→ **EXTRACT PROVIDED**:
Yes, but, it will certainly increase the flow of Greeks, Italians, Portuguese, Spaniards, etc. moving their Euro deposits to USD, gold etc. held offshore. This moves seems hand-crafted to trigger a Euro-wide bank run.
Andrew: It might. There are two possibilities:
1. People run from Euro bank deposits into Euro notes (or out of Club Med deposits into Club Baltic deposits).
2. People run from all Euro deposits and notes into foreign deposits and notes and into real assets.
(Or maybe a mix of both, of course).
Ironically, 2 might be a good thing, for the Eurozone!
Andrew F: “This moves seems hand-crafted to trigger a Euro-wide bank run.”
Don’t forget that policy is endogenous. There are strong forces that will move ECB/IMF/EU policy to avoid Euro-wide bank runs (e.g. by reversing course and simply making whole all deposits in Cyprus.)
I think it is more realistic to see the Cyprus deal as an attempt to minimize the cost of bailing out a very small member state whose situation, for a variety of reasons, evokes very little sympathy from the lenders. As such, it is a trial balloon that will be quickly hauled in if things go badly awry.
‘Unfortunately, the very same time you most want to borrow Euros is exactly the time nobody wants to lend to you.”
But is NGDPO works the way its supposed to (largely via expectations) – then they may not actually have to borrow the money, right ?
Though I suppose if there is doubt about the viability of borrowing then the fiscal authorities commitment to NGDPT might not be credible.
Simon van Norden:
“There are strong forces that will move ECB/IMF/EU policy to avoid Euro-wide bank runs (e.g. by reversing course and simply making whole all deposits in Cyprus.)”
As long as banks are well-capitalized, the ECB can easily deal with a bank run – even relaxing collateral requirements, if necessary.
However, the problem with Cyprus banks is that:
1) their capital is close to zero, and so the ECB cannot lend to them.
2) The capital requirements are too large compared to Cyprus GDP (about 60% of GDP), and so the government cannot recapitalize them.
From this perspective Cyprus is a truly unique case which cannot be extrapolated to other eurozone members.
Ralph Musgrave,
“If they want 100% safety and/or instant access their money is not invested in commerce: it’s backed 100% by reserves and it earns no interest.”
If people really wanted this, wouldn’t it emerge anyway under a deposit-insuranceless system? I.e. people don’t want 100% safe deposits that pay no interest (and are effectively cash that’s easily carried) because under deposit insurance they can get 100% safe deposits that DO pay interest.
Take away deposit insurance and any genuine demand for 100% reserve banking will offer profits to investors. Of course, considerable regulation would be required to ensure that banks offering such services didn’t do anything fraudulent.
Doctor Why:
Interesting point.

→ **RAW DATA**:
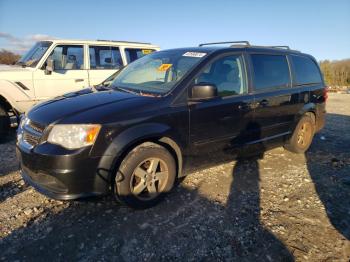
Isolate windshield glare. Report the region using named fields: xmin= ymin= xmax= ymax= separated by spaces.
xmin=17 ymin=41 xmax=52 ymax=67
xmin=111 ymin=50 xmax=206 ymax=94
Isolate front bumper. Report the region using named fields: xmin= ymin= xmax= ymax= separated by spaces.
xmin=16 ymin=143 xmax=110 ymax=200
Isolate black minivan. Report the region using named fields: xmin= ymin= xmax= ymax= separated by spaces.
xmin=17 ymin=41 xmax=327 ymax=208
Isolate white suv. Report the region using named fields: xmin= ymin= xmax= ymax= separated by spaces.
xmin=0 ymin=39 xmax=159 ymax=136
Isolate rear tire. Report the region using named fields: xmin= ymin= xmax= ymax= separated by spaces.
xmin=0 ymin=105 xmax=10 ymax=142
xmin=113 ymin=143 xmax=176 ymax=209
xmin=284 ymin=115 xmax=315 ymax=154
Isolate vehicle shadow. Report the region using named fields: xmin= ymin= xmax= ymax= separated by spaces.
xmin=305 ymin=114 xmax=350 ymax=240
xmin=0 ymin=114 xmax=350 ymax=261
xmin=0 ymin=133 xmax=294 ymax=261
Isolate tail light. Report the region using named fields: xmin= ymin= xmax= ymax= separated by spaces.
xmin=323 ymin=86 xmax=328 ymax=102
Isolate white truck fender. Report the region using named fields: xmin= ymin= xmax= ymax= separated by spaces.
xmin=0 ymin=79 xmax=35 ymax=113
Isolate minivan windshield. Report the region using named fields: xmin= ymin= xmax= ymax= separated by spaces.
xmin=16 ymin=41 xmax=52 ymax=67
xmin=111 ymin=50 xmax=207 ymax=95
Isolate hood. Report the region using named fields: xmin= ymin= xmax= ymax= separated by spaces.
xmin=27 ymin=89 xmax=153 ymax=125
xmin=0 ymin=64 xmax=34 ymax=73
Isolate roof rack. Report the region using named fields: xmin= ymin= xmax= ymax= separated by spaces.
xmin=96 ymin=39 xmax=151 ymax=45
xmin=266 ymin=45 xmax=290 ymax=50
xmin=199 ymin=41 xmax=250 ymax=46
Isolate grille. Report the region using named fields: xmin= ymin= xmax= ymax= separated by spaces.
xmin=29 ymin=121 xmax=45 ymax=133
xmin=23 ymin=132 xmax=40 ymax=146
xmin=23 ymin=121 xmax=45 ymax=147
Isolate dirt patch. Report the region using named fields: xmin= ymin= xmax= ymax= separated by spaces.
xmin=0 ymin=94 xmax=350 ymax=261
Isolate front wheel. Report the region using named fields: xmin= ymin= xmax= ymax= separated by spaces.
xmin=285 ymin=115 xmax=315 ymax=154
xmin=113 ymin=143 xmax=176 ymax=209
xmin=0 ymin=105 xmax=10 ymax=141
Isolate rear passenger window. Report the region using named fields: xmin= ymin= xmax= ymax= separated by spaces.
xmin=291 ymin=55 xmax=322 ymax=85
xmin=89 ymin=46 xmax=123 ymax=69
xmin=125 ymin=48 xmax=154 ymax=64
xmin=251 ymin=54 xmax=290 ymax=91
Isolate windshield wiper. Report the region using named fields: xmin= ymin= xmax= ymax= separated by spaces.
xmin=113 ymin=86 xmax=141 ymax=95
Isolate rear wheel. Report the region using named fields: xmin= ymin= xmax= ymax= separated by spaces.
xmin=285 ymin=115 xmax=315 ymax=154
xmin=0 ymin=105 xmax=10 ymax=141
xmin=113 ymin=143 xmax=176 ymax=209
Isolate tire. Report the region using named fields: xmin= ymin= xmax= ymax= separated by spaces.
xmin=284 ymin=115 xmax=315 ymax=154
xmin=0 ymin=105 xmax=10 ymax=141
xmin=112 ymin=143 xmax=176 ymax=209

→ **STATED PROBLEM 1**: In the comment thread on the Cyprus bailout, what reason is given for why the government cannot recapitalize the Cyprus banks?
→ **STATED PROBLEM 2**: Please continue the comment thread on the Cyprus bailout and bank runs from where it stops.

→ **TASK RESPONSE 1**: The capital requirements are too large compared to Cyprus GDP, about 60% of GDP.

→ **TASK RESPONSE 2**:
I’m assuming that if a bank run in the rest of the euro-zone is at stake, then the EC/ECB/IMF will rapidly reverse the haircut. I’d thought that a take-it-or-leave-it offer to the Cypriot govt. of a “Spanish solution” would do the trick.
(i.e. The Cypriot president is told that if he wishes to recapitalize Cypriot banks with Cypriot govt. EUR bonds, those bonds will be accepted as collateral by the ECB.)
Of course, the President (or the Cypriot Parliament) might refuse the offer and prefer to do an Iceland (i.e. abandon the euro in the next 72 hours.) But either way, the members of the Troika would probably judge that to be enough to kill off the incentive to run on the banks.
If I were to look for early signs of a bank run elsewhere in the Euro zone, I would want to look for a country
– with a big banking sector relative to GDP
– bad banks (or potentially shaky ones)
– on the Euro (i.e. NOT Switzerland)
Anyone know how Austria has been doing?
I’d heard a few years ago that they met all these conditions (lots of bad loans to Eastern Europe.)
Doesn’t that describe Germany and France?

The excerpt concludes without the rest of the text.